• What you are asked to do
Copy out only the lines from the one containing "target | woman's shoe" through the one containing "x=271, y=398", both included, with the requests intact. Scale each answer coordinate by 1.8, rounding to the nearest whole number with halves rounded up.

======== Data provided ========

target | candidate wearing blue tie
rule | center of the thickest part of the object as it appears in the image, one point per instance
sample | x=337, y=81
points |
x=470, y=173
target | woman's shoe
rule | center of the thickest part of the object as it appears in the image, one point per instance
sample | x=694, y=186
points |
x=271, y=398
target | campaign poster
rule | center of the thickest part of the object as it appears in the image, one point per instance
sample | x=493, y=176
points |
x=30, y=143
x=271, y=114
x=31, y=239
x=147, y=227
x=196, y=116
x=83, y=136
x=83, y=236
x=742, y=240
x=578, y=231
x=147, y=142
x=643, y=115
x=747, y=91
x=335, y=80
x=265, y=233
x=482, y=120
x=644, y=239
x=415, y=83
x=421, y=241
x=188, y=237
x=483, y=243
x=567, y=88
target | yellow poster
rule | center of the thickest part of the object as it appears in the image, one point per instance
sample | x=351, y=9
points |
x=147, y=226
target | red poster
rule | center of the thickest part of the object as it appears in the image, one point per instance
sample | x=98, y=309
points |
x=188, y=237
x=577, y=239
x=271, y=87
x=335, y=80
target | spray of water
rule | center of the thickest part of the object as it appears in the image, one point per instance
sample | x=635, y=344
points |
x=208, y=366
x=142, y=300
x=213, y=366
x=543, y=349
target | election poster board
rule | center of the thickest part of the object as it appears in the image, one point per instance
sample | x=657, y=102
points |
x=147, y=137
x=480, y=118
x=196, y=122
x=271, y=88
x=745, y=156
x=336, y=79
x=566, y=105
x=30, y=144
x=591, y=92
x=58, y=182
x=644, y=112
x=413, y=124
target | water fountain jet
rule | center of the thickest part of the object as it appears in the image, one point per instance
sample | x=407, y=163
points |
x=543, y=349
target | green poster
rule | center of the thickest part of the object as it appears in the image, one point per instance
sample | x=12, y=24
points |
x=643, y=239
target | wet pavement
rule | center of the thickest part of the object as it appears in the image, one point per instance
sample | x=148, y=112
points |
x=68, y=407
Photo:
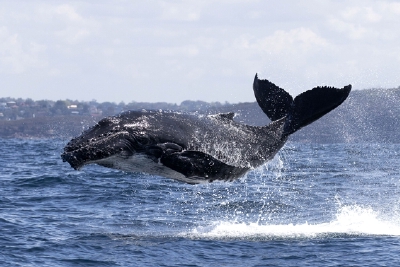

========

• Solution below
target | woman's shoe
rule | center of the thickest part of the object as it appears in the image, one point per instance
sample | x=694, y=186
points |
x=488, y=716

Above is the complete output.